▸ Your task
Leaving pictures aside, set down each line exactly, from the first line of the data to the line with "Q: Point to every instance of the gloved", both included.

Raw data START

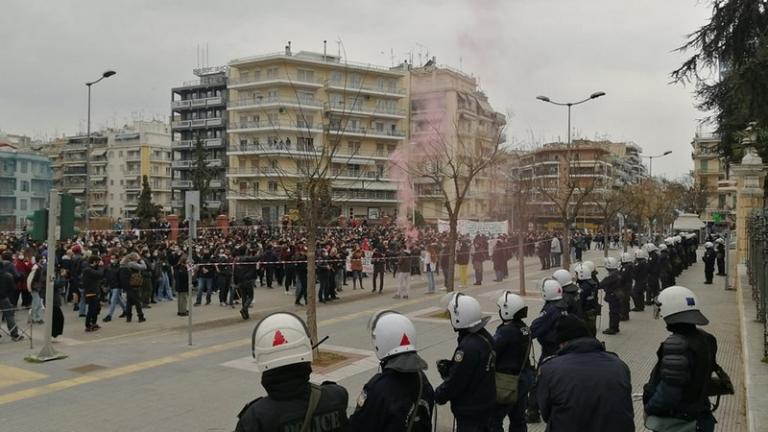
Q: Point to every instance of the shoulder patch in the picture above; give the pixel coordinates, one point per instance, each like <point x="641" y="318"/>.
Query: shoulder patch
<point x="361" y="399"/>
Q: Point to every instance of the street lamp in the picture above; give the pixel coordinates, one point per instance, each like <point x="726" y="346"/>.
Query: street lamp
<point x="594" y="95"/>
<point x="650" y="161"/>
<point x="106" y="74"/>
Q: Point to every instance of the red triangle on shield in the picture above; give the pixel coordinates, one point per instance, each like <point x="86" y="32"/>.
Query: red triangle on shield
<point x="279" y="339"/>
<point x="405" y="341"/>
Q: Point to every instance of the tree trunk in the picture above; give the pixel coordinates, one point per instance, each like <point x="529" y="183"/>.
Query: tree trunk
<point x="452" y="235"/>
<point x="311" y="278"/>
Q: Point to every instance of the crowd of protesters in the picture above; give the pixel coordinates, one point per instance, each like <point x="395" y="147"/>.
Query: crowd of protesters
<point x="125" y="271"/>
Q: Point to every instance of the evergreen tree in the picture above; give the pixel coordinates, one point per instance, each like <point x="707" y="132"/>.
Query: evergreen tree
<point x="146" y="210"/>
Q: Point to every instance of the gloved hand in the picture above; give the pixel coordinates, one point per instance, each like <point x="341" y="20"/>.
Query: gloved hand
<point x="444" y="367"/>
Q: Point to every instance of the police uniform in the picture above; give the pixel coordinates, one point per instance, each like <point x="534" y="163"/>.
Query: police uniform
<point x="678" y="383"/>
<point x="709" y="264"/>
<point x="641" y="285"/>
<point x="270" y="414"/>
<point x="590" y="307"/>
<point x="387" y="401"/>
<point x="611" y="284"/>
<point x="469" y="381"/>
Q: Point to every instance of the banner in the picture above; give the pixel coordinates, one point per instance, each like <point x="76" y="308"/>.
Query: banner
<point x="472" y="228"/>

Raw data END

▸ Output for this task
Q: Point to every instance of the shoulder patch in the picture above; give the pixel coordinates, one point per instance, each like <point x="641" y="318"/>.
Query: shoulder patch
<point x="361" y="399"/>
Q: Point to every instance of the street lamp in the picture above; give the pixel coordinates, one point per instance, each like <point x="726" y="346"/>.
Query: street lamp
<point x="594" y="95"/>
<point x="650" y="161"/>
<point x="106" y="74"/>
Q: Point to every instance of the red triangle on shield in the picture above; give the pixel coordinates, one point per instance, each like <point x="86" y="32"/>.
Query: red triangle on shield
<point x="279" y="339"/>
<point x="405" y="341"/>
Q: Point to every instance of the tree trunk in the picture above; give the pixel coordinates, one point per instance, each like <point x="529" y="183"/>.
Query: tree trunk
<point x="452" y="235"/>
<point x="311" y="278"/>
Q: Point to every instance of the crowd of protesters in the picture above; give the pixel coordinates, one point per instance, each like <point x="395" y="147"/>.
Query: crowd of protesters
<point x="125" y="271"/>
Q: Point to every instance of the evergreen tree in the picture above; give the pixel coordinates, one point per instance, each like <point x="707" y="132"/>.
Query: evergreen tree
<point x="146" y="210"/>
Q: Point to every instance of the gloved hand in the picture above; give the pixel coordinates, one point per instance, each like <point x="341" y="20"/>.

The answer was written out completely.